***** DATA FOR THE TASK

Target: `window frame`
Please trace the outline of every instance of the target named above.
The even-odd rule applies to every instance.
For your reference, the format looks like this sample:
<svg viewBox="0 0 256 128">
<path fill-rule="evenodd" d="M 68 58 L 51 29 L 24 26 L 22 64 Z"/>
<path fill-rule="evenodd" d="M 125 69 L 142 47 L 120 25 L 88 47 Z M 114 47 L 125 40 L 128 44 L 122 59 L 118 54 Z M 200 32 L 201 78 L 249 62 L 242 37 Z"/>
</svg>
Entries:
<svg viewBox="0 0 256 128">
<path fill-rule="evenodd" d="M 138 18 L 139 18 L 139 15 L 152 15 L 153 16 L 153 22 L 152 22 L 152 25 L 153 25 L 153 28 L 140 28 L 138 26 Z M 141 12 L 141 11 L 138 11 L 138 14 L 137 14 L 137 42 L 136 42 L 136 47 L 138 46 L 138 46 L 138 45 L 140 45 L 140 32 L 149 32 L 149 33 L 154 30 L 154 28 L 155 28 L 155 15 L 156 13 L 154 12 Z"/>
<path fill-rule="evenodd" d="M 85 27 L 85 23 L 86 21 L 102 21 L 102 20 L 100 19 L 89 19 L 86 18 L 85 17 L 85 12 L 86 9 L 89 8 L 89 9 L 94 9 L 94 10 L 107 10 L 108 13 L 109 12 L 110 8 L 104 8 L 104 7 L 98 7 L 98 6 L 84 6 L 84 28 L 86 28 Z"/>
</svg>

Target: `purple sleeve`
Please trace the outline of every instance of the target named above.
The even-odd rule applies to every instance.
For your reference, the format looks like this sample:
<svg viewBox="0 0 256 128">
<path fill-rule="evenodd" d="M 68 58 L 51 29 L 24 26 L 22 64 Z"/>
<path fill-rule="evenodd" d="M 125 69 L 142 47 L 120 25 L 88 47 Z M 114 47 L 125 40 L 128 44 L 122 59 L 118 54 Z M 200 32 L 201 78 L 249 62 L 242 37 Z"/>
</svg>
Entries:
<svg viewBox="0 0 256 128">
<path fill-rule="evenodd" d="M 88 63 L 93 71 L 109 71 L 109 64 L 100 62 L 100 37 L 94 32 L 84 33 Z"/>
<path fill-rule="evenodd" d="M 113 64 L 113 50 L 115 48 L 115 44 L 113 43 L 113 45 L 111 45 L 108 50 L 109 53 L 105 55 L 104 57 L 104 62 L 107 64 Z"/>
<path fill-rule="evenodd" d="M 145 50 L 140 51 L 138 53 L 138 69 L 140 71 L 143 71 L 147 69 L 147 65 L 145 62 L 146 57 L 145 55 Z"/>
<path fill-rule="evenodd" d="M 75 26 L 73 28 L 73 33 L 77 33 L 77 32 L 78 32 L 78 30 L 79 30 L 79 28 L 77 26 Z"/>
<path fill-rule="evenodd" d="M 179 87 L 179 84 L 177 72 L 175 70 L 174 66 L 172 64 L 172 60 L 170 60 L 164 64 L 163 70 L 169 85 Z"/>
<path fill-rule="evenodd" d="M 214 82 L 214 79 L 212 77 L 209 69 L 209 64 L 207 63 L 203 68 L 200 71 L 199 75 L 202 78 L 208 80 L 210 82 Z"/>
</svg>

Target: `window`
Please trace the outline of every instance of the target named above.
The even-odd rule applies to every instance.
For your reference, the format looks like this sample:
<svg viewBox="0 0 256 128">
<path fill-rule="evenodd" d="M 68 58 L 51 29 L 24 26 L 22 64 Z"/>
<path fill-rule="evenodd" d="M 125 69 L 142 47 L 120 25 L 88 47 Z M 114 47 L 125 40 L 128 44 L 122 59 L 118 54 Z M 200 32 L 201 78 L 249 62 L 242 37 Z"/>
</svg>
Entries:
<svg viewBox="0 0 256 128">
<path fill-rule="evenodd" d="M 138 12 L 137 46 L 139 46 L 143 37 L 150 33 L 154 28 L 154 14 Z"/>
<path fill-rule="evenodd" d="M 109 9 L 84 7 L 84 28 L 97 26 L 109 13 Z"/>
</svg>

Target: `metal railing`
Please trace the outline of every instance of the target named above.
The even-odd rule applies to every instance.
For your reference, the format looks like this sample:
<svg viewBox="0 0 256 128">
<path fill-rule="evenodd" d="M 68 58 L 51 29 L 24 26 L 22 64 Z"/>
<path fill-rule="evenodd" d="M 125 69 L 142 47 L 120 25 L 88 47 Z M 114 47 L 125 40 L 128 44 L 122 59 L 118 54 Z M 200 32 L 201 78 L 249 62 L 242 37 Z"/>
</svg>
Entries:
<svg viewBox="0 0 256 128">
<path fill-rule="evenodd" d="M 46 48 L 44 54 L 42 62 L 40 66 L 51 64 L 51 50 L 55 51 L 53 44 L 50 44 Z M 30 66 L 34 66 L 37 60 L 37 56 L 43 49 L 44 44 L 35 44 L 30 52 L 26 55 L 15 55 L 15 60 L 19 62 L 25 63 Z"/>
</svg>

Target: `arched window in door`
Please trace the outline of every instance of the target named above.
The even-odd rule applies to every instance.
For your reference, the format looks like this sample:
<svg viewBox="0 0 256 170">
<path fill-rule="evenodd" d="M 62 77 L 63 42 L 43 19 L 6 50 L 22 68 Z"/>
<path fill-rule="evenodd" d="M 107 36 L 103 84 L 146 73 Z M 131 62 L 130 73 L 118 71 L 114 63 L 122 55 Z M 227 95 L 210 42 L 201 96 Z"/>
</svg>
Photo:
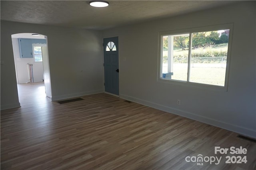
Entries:
<svg viewBox="0 0 256 170">
<path fill-rule="evenodd" d="M 116 51 L 116 47 L 113 42 L 109 42 L 106 47 L 106 51 Z"/>
</svg>

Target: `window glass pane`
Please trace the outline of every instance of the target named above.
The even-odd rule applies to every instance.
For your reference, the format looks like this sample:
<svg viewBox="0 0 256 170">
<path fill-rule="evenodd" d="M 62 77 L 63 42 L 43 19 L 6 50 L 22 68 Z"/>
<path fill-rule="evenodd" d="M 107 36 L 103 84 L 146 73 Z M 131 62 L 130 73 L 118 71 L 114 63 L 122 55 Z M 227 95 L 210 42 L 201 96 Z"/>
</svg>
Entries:
<svg viewBox="0 0 256 170">
<path fill-rule="evenodd" d="M 229 30 L 192 33 L 189 81 L 224 86 Z"/>
<path fill-rule="evenodd" d="M 189 34 L 162 37 L 162 78 L 187 80 Z"/>
<path fill-rule="evenodd" d="M 35 61 L 42 61 L 42 47 L 34 46 L 34 53 L 35 57 Z"/>
<path fill-rule="evenodd" d="M 113 49 L 112 49 L 112 51 L 116 51 L 116 47 L 115 45 L 114 45 L 114 47 L 113 47 Z"/>
<path fill-rule="evenodd" d="M 42 48 L 41 47 L 34 47 L 34 52 L 35 54 L 42 54 Z"/>
<path fill-rule="evenodd" d="M 42 61 L 42 54 L 35 54 L 35 61 Z"/>
<path fill-rule="evenodd" d="M 107 47 L 106 48 L 106 51 L 110 51 L 110 49 L 109 48 L 109 47 L 108 45 L 107 45 Z"/>
</svg>

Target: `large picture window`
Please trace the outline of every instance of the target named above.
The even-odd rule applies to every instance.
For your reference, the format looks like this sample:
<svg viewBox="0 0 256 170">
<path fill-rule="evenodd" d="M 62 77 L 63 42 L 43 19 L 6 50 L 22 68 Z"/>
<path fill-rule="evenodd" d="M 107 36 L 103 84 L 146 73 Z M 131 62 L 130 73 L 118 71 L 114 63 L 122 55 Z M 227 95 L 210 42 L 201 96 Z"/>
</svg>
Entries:
<svg viewBox="0 0 256 170">
<path fill-rule="evenodd" d="M 161 34 L 160 79 L 224 87 L 230 30 Z"/>
</svg>

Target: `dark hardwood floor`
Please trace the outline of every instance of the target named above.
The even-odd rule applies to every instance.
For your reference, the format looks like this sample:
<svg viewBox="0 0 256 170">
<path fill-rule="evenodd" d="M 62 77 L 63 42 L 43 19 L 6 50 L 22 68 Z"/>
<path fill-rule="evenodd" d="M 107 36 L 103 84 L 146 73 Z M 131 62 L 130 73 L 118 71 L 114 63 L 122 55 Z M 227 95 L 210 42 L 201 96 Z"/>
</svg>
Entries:
<svg viewBox="0 0 256 170">
<path fill-rule="evenodd" d="M 256 143 L 235 133 L 105 93 L 60 104 L 42 83 L 18 88 L 21 107 L 1 111 L 1 169 L 256 169 Z M 218 146 L 248 152 L 215 154 Z M 186 162 L 199 154 L 222 158 Z"/>
</svg>

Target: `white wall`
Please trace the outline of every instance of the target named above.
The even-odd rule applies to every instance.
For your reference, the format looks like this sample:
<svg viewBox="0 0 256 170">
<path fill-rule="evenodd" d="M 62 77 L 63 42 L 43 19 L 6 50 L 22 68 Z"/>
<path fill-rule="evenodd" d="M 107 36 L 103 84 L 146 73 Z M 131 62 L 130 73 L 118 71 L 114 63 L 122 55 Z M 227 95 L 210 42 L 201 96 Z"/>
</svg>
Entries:
<svg viewBox="0 0 256 170">
<path fill-rule="evenodd" d="M 20 105 L 11 35 L 25 32 L 47 36 L 52 100 L 104 91 L 100 32 L 1 21 L 1 109 Z"/>
<path fill-rule="evenodd" d="M 42 61 L 35 62 L 34 58 L 20 58 L 18 38 L 12 38 L 16 67 L 17 81 L 18 84 L 29 81 L 27 64 L 33 64 L 34 82 L 42 81 L 44 79 L 44 70 Z"/>
<path fill-rule="evenodd" d="M 104 31 L 119 36 L 120 97 L 256 138 L 255 22 L 255 2 L 243 2 Z M 159 32 L 231 23 L 228 91 L 157 81 Z"/>
</svg>

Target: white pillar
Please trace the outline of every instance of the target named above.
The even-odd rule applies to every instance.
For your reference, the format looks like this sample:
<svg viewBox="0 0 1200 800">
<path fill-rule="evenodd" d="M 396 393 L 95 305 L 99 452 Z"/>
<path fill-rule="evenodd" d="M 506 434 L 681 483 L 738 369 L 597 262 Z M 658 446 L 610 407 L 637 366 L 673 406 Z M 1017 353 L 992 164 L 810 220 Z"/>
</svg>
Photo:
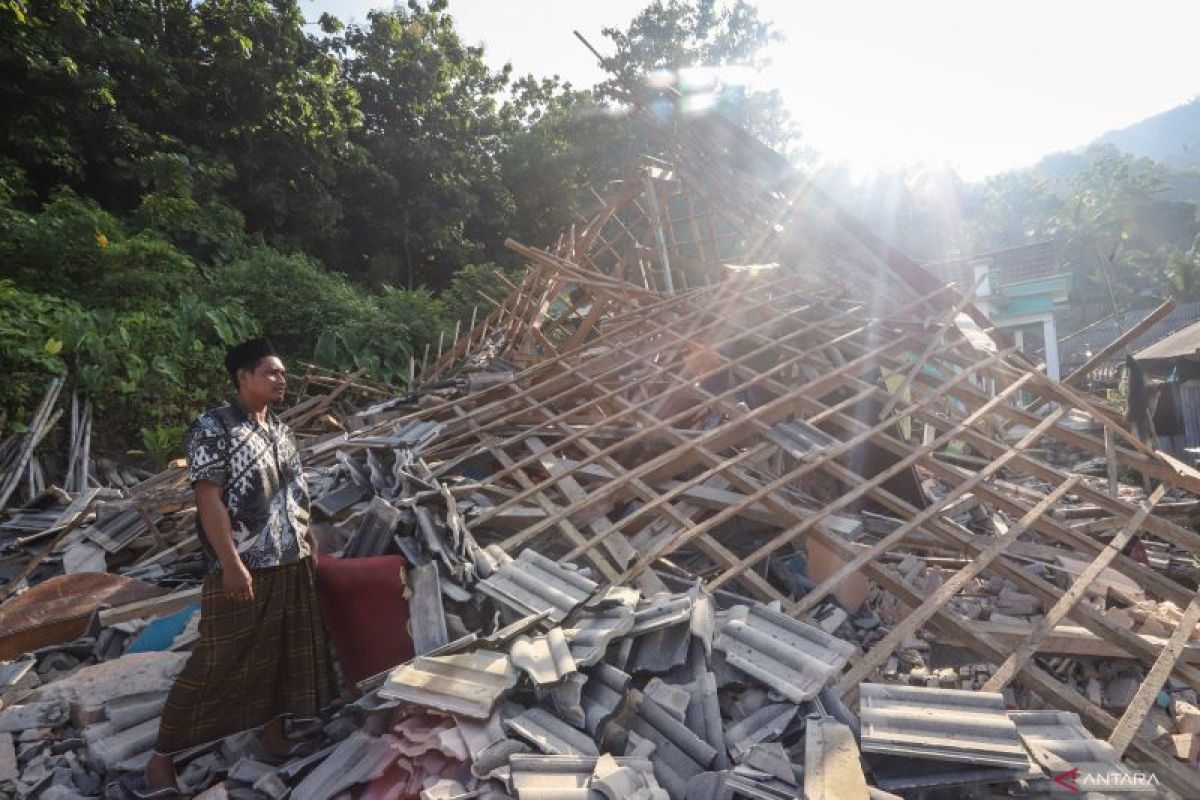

**********

• [WHAT YOU NEED TO DO]: Please express the lines from the one holding "Target: white pillar" through the end of the items, inclusive, as a numbered list, without blank lines or pictures.

• [RESULT OF THIS EXERCISE]:
1. Target: white pillar
2. Please trace the outline of every instance of the target named above.
3. The even-odd rule applies to every instance.
4. For your reference, the format looks like this sample:
5. <svg viewBox="0 0 1200 800">
6. <path fill-rule="evenodd" d="M 396 393 L 95 305 L 99 452 Z"/>
7. <path fill-rule="evenodd" d="M 506 434 L 681 483 L 738 369 L 597 262 Z M 658 446 L 610 407 L 637 366 L 673 406 Z M 1017 353 L 992 164 L 810 220 Z"/>
8. </svg>
9. Photo:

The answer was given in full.